__Work instructions__: Copy all of the material below word for word, but leave out the pictures.

━━ Material ━━

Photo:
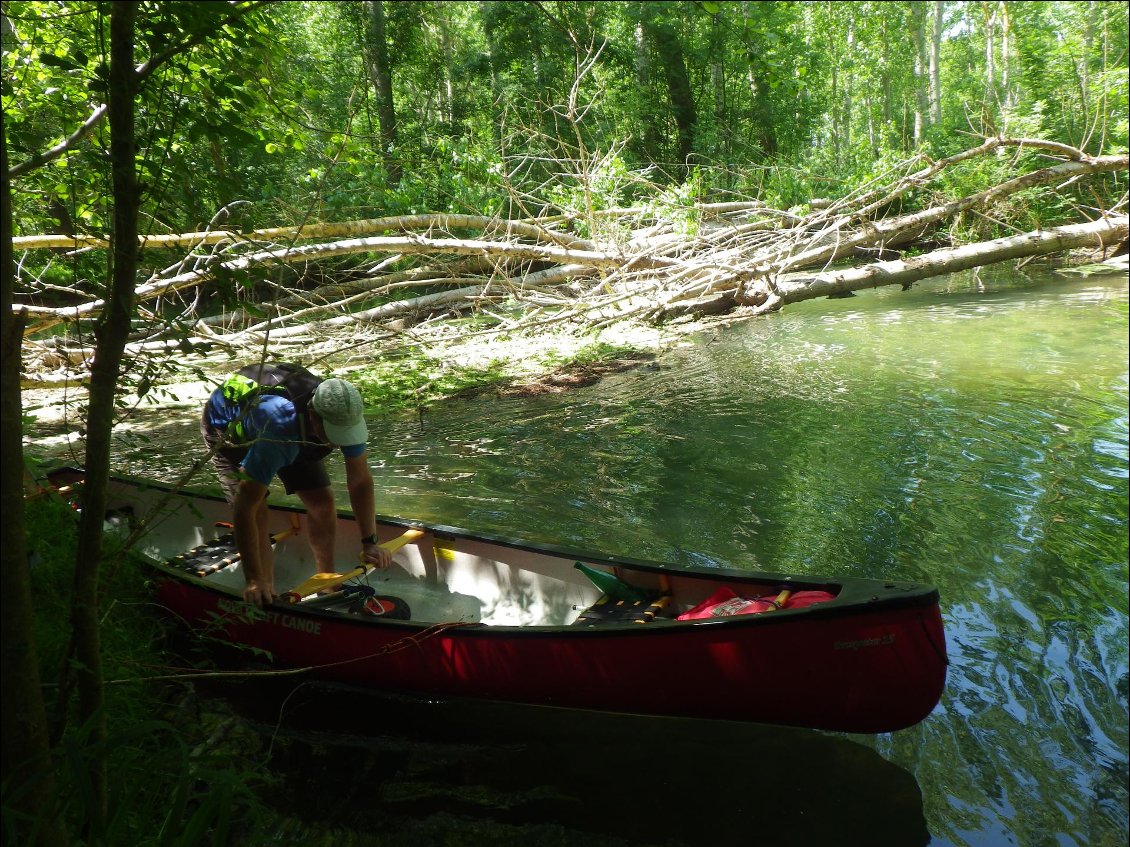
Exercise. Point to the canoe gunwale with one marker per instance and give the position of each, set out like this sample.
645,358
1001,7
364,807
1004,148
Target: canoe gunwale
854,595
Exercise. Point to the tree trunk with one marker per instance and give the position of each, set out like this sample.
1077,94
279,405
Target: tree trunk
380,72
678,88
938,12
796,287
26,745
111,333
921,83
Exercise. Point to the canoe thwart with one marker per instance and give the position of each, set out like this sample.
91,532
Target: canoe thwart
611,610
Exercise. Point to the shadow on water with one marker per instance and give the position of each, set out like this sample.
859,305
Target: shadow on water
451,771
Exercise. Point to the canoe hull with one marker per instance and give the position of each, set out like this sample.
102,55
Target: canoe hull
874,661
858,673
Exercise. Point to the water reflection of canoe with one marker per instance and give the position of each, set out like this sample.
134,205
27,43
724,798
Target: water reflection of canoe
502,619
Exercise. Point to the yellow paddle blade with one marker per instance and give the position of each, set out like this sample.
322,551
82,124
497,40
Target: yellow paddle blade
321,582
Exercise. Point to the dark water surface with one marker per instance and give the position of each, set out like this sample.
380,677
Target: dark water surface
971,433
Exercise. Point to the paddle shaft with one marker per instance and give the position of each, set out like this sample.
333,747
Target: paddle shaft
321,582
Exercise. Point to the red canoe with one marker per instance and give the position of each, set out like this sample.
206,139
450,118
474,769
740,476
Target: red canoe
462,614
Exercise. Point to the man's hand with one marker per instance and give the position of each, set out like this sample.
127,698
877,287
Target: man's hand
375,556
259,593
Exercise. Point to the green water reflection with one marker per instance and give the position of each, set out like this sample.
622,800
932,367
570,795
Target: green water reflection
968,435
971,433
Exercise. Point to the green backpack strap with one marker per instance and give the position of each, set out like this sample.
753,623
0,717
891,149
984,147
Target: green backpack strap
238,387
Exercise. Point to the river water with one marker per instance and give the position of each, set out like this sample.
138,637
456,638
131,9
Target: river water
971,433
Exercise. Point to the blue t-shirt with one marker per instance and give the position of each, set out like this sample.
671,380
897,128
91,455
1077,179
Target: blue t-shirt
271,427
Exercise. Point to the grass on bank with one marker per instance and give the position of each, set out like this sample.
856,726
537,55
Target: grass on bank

━━━

__Complete response__:
Photo:
Exercise. Point to the canoe gunwale with one marker per instance and give the position of each, set out like this sample.
645,358
1001,7
364,807
1004,148
Target: canoe gunwale
854,595
Exercise. Point to the tree trunk with one marker per instance and give the position of each, set out like this sample.
1077,94
279,405
Target: tree trunk
380,72
678,88
938,12
796,287
26,745
111,333
921,83
Exercise. Point to the canoe thwart with one marker per instance and give the position of each, set out like this sample.
91,532
Target: canoe thwart
611,610
Exercise. Point to the shadow on water with one marker per instance and give the position of each, set out like this sample.
859,305
Target: shadow on water
451,771
Exercise. Point to the canoe hull with one marker per instance and give the position of each, set out like this sample.
102,55
Target: canoe hull
874,661
858,673
Exercise. Point to the water reflection of canoe with one marker per instance and give the position of each, set out like this sample.
134,205
27,43
724,798
Target: water reflection of canoe
502,619
Exercise. Point to the yellow paddle blade with one marker per instance and give the position of each, set out like this sample.
322,551
82,124
497,40
Target: yellow paddle blade
321,582
Exercise. Point to the dark water surface with one marker per instance and give the position of each, set out like this sample.
380,677
Target: dark water surface
971,433
Exercise. Point to the paddle shaft with one marker per instance and give the position of each, set out like this sample.
333,747
Target: paddle shaft
321,582
Exercise. Point to the red canoe with one marker per instance and give the position of each, set out like this sample.
206,139
450,118
474,769
740,476
Target: red canoe
462,614
Exercise. Point to the man's hand with one marker per instance and give the position of each, set out like this sample.
127,698
877,287
Target: man's hand
375,556
259,593
Exercise. Point to the green water reflection with one marker per instance and give the position of each, set out like this sample.
622,800
932,367
570,795
Target: green water reflection
968,435
971,433
Exercise. Point to the green backpack strap with one marker per instance and give the position of each, set out like this sample.
753,623
0,717
891,149
984,147
Target: green backpack strap
238,387
Exercise. Point to the river water with one marker per instance and give the position of each, set out like this sample.
138,637
456,638
131,9
Target: river water
971,433
Exercise. Point to the blue t-shirt with one marker per instance and give the position of each, set out like this sample.
671,380
897,128
91,455
1077,179
Target: blue t-shirt
271,427
Exercise. Point to the grass on bank with one marker per instance and give the position of each, set out like this sample.
856,726
537,55
Target: grass on bank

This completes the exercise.